>> START Input material

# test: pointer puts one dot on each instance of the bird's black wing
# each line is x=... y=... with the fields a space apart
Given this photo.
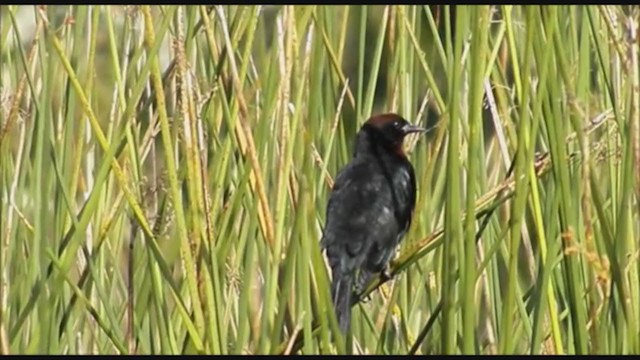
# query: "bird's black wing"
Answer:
x=360 y=214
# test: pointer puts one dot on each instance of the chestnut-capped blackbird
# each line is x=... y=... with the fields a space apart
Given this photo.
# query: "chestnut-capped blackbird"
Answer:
x=369 y=209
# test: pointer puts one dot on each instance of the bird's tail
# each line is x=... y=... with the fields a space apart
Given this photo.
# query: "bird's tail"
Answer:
x=341 y=292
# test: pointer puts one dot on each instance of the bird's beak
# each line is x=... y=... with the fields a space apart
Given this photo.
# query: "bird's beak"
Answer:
x=408 y=129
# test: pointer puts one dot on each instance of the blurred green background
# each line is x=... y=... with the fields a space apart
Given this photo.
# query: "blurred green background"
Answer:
x=164 y=173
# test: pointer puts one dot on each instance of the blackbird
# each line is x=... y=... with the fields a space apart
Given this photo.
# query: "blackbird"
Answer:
x=369 y=209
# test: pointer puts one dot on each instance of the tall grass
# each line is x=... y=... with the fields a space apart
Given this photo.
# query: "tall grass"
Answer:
x=165 y=172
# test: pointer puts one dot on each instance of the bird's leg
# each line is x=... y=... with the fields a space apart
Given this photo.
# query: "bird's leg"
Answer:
x=385 y=274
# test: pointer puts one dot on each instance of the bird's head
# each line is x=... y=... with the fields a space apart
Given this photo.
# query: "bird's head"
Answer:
x=388 y=130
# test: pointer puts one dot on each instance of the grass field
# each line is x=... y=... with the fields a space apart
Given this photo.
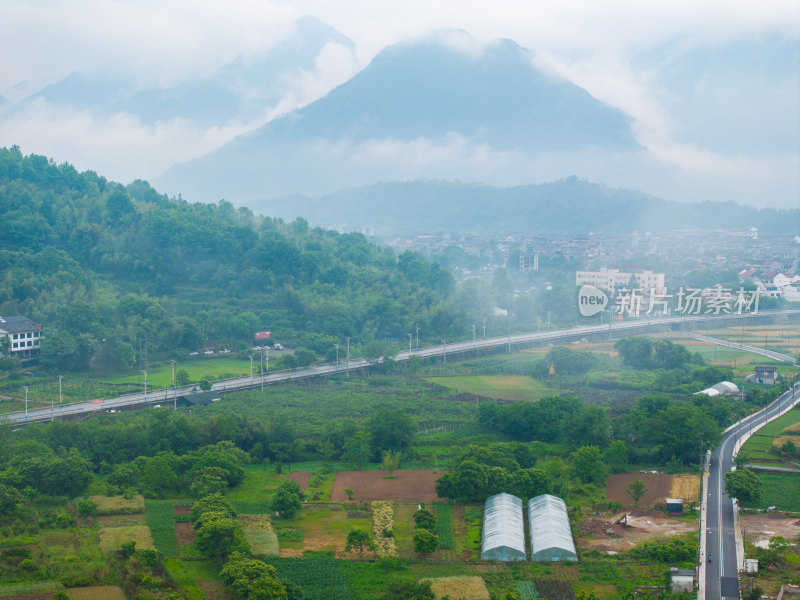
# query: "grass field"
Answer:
x=112 y=538
x=161 y=520
x=462 y=587
x=118 y=505
x=780 y=491
x=757 y=448
x=502 y=387
x=97 y=592
x=320 y=528
x=187 y=574
x=160 y=375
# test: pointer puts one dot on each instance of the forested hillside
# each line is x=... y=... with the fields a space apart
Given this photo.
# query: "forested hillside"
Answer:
x=103 y=266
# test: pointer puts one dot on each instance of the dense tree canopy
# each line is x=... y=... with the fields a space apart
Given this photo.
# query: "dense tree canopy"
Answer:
x=105 y=266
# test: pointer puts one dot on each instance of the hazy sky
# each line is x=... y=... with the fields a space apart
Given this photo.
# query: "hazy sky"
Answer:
x=159 y=44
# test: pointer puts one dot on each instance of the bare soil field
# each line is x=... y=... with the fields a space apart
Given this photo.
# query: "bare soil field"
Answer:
x=184 y=533
x=302 y=478
x=659 y=487
x=97 y=592
x=642 y=525
x=414 y=485
x=759 y=528
x=213 y=589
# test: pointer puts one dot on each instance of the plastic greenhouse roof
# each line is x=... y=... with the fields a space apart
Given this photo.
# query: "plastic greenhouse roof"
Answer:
x=549 y=528
x=503 y=528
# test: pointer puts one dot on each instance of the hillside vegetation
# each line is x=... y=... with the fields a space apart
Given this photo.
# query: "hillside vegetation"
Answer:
x=105 y=266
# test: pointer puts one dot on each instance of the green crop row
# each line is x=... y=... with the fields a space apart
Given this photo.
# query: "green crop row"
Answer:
x=161 y=520
x=319 y=575
x=444 y=525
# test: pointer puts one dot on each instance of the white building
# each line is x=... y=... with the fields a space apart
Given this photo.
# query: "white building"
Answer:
x=614 y=280
x=24 y=336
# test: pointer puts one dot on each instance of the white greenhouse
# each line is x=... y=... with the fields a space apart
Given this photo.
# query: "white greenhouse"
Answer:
x=551 y=536
x=503 y=529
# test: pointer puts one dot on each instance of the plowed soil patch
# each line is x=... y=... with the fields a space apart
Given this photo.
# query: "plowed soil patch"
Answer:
x=414 y=485
x=302 y=478
x=686 y=487
x=213 y=589
x=185 y=533
x=659 y=487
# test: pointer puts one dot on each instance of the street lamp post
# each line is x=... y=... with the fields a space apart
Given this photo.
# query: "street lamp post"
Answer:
x=473 y=338
x=508 y=314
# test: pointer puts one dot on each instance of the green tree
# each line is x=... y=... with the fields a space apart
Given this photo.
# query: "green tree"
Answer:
x=636 y=489
x=616 y=455
x=587 y=464
x=10 y=499
x=359 y=538
x=252 y=579
x=408 y=590
x=356 y=450
x=424 y=519
x=425 y=542
x=219 y=535
x=390 y=429
x=744 y=485
x=86 y=507
x=181 y=377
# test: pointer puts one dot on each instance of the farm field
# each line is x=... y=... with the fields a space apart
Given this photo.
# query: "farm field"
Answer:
x=757 y=449
x=780 y=491
x=658 y=488
x=500 y=387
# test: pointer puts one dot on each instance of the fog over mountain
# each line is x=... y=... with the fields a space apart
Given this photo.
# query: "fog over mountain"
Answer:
x=255 y=101
x=420 y=108
x=569 y=205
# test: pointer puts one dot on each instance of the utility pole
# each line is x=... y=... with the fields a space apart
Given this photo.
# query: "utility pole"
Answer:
x=508 y=314
x=261 y=364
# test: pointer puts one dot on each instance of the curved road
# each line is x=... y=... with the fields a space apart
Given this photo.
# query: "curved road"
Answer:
x=721 y=575
x=241 y=383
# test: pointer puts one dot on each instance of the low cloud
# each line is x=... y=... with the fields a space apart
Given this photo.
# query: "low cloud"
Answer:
x=118 y=147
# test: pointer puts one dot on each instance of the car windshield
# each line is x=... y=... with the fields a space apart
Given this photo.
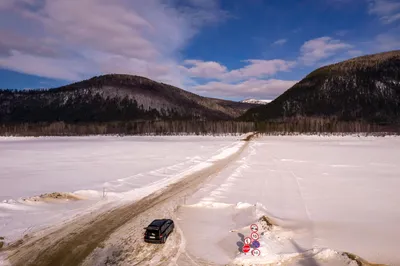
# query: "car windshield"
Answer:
x=152 y=232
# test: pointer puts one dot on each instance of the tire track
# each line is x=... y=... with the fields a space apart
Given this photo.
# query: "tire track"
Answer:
x=75 y=241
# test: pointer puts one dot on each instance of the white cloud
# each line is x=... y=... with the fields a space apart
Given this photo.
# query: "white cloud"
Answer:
x=315 y=50
x=204 y=69
x=252 y=88
x=355 y=52
x=254 y=68
x=138 y=37
x=387 y=10
x=280 y=42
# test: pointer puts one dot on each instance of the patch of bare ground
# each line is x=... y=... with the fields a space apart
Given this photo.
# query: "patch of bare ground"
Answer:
x=115 y=235
x=53 y=197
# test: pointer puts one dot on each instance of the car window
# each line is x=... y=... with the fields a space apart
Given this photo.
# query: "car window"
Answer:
x=152 y=232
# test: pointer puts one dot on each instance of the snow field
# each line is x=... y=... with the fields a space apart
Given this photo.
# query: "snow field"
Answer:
x=328 y=195
x=105 y=171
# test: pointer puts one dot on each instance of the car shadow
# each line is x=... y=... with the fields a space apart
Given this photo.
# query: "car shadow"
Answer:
x=240 y=243
x=306 y=260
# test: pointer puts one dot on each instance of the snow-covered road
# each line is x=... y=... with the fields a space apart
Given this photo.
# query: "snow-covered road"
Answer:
x=326 y=195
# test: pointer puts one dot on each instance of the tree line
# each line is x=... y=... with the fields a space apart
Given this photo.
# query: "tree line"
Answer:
x=322 y=125
x=305 y=125
x=127 y=128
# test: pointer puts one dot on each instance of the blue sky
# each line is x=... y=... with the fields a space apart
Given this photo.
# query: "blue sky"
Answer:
x=231 y=49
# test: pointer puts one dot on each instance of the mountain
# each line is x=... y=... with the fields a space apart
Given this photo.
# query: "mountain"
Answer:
x=365 y=88
x=113 y=98
x=255 y=101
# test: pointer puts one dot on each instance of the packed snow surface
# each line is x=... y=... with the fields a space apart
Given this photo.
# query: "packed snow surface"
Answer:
x=327 y=195
x=104 y=171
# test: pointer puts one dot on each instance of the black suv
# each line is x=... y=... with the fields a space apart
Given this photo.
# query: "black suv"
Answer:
x=158 y=231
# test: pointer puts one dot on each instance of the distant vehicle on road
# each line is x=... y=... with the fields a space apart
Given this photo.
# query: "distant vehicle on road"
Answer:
x=158 y=231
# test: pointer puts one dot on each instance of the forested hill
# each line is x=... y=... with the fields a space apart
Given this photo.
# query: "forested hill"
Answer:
x=365 y=89
x=110 y=98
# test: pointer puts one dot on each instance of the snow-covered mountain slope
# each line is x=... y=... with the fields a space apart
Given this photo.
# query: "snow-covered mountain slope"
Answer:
x=255 y=101
x=364 y=88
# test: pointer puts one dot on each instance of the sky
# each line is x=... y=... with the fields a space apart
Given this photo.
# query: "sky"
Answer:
x=231 y=49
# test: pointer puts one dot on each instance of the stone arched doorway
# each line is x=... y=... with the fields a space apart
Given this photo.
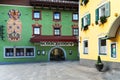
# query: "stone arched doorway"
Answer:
x=57 y=54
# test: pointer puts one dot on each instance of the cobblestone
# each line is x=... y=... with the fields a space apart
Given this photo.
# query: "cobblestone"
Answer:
x=69 y=70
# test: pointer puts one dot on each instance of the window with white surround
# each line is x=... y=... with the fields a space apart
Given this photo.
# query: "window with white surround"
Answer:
x=56 y=16
x=19 y=52
x=75 y=31
x=85 y=47
x=102 y=46
x=85 y=21
x=57 y=31
x=103 y=10
x=36 y=15
x=113 y=50
x=75 y=17
x=36 y=30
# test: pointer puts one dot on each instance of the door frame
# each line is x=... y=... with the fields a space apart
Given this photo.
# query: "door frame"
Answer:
x=64 y=52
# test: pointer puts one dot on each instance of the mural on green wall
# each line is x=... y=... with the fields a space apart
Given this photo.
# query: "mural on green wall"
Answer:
x=14 y=25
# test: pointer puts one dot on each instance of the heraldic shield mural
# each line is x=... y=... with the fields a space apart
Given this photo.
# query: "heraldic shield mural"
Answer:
x=14 y=25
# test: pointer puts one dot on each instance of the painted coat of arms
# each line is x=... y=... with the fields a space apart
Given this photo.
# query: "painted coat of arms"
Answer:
x=14 y=25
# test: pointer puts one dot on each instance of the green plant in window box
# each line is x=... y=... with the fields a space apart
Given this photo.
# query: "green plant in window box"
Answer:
x=103 y=19
x=84 y=2
x=99 y=65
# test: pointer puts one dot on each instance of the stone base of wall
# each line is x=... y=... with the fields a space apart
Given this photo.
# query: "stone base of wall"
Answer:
x=107 y=65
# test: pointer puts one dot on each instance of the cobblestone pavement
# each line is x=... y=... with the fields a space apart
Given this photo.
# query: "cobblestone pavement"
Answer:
x=69 y=70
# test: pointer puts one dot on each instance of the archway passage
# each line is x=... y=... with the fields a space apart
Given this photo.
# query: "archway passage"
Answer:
x=57 y=54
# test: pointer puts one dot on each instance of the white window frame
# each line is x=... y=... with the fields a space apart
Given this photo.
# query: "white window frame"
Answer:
x=111 y=50
x=85 y=49
x=15 y=54
x=102 y=49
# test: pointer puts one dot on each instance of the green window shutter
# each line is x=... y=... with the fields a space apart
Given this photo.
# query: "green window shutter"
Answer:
x=82 y=26
x=97 y=15
x=88 y=19
x=107 y=9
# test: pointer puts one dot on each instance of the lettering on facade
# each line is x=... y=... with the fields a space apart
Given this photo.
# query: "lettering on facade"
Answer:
x=56 y=44
x=14 y=25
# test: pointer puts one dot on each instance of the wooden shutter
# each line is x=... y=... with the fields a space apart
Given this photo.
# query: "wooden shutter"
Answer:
x=96 y=14
x=88 y=19
x=82 y=23
x=107 y=9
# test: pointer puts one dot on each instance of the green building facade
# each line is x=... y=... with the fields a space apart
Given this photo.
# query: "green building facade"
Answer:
x=29 y=34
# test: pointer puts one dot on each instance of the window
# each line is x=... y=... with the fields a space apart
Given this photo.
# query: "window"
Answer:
x=102 y=11
x=56 y=16
x=75 y=31
x=102 y=46
x=36 y=29
x=57 y=31
x=113 y=50
x=85 y=49
x=19 y=52
x=36 y=15
x=86 y=21
x=75 y=17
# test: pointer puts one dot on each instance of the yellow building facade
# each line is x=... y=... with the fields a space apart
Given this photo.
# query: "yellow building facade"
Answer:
x=99 y=31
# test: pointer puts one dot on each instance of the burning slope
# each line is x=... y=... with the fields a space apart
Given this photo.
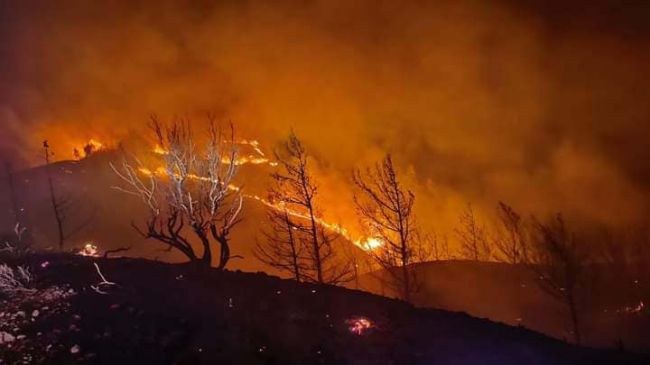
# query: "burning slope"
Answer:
x=171 y=314
x=259 y=158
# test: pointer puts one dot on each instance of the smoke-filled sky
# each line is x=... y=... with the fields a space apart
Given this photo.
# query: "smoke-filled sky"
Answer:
x=540 y=104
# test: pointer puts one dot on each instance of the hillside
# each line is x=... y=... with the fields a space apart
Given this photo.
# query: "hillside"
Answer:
x=510 y=294
x=174 y=314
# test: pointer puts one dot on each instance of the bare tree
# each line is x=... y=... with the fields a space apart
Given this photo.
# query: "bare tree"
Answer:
x=294 y=189
x=386 y=209
x=474 y=244
x=509 y=239
x=193 y=191
x=62 y=204
x=282 y=248
x=559 y=262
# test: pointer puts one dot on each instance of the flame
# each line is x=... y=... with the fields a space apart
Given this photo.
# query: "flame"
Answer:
x=366 y=244
x=259 y=159
x=89 y=250
x=82 y=151
x=359 y=325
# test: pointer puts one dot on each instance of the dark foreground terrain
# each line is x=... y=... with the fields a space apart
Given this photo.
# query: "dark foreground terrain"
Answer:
x=176 y=314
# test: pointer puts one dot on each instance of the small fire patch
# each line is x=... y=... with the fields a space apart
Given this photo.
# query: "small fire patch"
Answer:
x=359 y=325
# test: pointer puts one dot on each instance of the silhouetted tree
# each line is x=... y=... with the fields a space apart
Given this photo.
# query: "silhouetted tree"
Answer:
x=294 y=189
x=509 y=239
x=559 y=262
x=282 y=248
x=193 y=192
x=472 y=236
x=387 y=210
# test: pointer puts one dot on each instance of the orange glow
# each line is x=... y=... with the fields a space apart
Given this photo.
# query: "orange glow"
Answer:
x=365 y=243
x=359 y=325
x=87 y=149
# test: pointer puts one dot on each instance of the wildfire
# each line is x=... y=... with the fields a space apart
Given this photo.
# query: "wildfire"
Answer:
x=366 y=244
x=89 y=250
x=359 y=325
x=259 y=159
x=88 y=149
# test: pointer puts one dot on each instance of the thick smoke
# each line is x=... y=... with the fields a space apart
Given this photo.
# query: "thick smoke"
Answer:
x=539 y=105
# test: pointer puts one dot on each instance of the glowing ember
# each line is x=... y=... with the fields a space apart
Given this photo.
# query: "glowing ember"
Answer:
x=88 y=149
x=370 y=243
x=359 y=325
x=89 y=250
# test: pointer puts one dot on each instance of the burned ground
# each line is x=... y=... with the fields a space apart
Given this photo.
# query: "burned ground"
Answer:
x=174 y=313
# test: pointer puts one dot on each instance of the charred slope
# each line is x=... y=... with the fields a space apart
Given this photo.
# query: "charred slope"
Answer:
x=173 y=314
x=510 y=294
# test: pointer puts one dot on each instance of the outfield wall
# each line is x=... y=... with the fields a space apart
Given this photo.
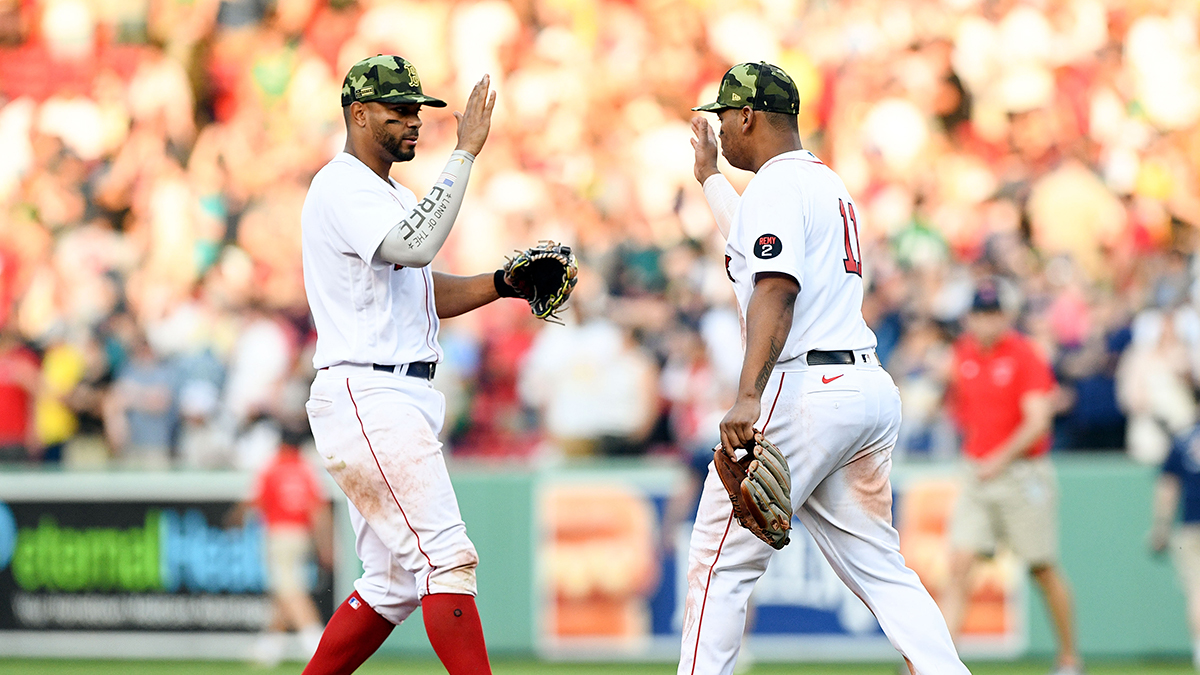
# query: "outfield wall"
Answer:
x=575 y=565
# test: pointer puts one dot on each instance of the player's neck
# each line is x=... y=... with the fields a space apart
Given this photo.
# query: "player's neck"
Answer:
x=378 y=165
x=774 y=147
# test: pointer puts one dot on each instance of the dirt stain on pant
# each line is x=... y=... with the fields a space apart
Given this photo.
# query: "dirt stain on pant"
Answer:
x=868 y=477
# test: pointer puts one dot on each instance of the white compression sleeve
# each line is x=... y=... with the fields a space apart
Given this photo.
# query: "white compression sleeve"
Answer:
x=723 y=199
x=419 y=237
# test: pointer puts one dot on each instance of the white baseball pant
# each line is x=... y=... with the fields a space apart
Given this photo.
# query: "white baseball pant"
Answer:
x=378 y=435
x=837 y=424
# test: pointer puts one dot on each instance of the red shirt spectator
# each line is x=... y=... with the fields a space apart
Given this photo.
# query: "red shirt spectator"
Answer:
x=987 y=387
x=19 y=372
x=288 y=490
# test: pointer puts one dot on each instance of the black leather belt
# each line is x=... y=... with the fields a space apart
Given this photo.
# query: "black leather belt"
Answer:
x=844 y=357
x=423 y=370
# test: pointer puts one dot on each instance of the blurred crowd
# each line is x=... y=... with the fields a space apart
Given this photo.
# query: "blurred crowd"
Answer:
x=154 y=156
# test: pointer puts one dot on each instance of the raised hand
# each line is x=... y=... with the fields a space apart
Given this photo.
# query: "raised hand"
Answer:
x=475 y=120
x=705 y=144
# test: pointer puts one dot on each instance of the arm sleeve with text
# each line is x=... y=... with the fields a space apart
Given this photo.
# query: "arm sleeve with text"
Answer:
x=772 y=222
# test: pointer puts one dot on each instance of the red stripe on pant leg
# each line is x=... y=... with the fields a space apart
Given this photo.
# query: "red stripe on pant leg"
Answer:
x=700 y=622
x=385 y=482
x=781 y=376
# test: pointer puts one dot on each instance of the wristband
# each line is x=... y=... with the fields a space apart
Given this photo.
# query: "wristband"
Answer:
x=502 y=287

>> END Input material

**Problem:**
Change every "pointer" to "marker" in the rows from the first line up to and including the line with "x=164 y=173", and write out those lines with nothing else altered. Leave the pictures out of your answer.

**Response to the exercise:**
# test: marker puts one dot on each instance of the bird's black wing
# each line is x=... y=... with the fields a space apart
Given this photo.
# query: "bird's black wing"
Answer:
x=360 y=214
# test: marker puts one dot on each instance of the chestnut-capped blackbird
# each line is x=... y=... with the fields a space apart
Given this photo.
# query: "chestnut-capped blackbird"
Answer:
x=369 y=209
# test: marker puts one dot on each instance of the bird's tail
# each line is x=... y=... with the fields a space apart
Given this photo.
# query: "bird's tail"
Answer:
x=341 y=292
# test: marker puts one dot on each instance of the bird's beak
# each line is x=... y=... with the fields a space apart
Given this photo.
# query: "bird's beak"
Answer:
x=408 y=129
# test: marker puts one dot on each instance of the blurred green background
# each line is x=... y=... with the fields a space apart
Given this photo.
# query: "blurred green background"
Answer:
x=164 y=173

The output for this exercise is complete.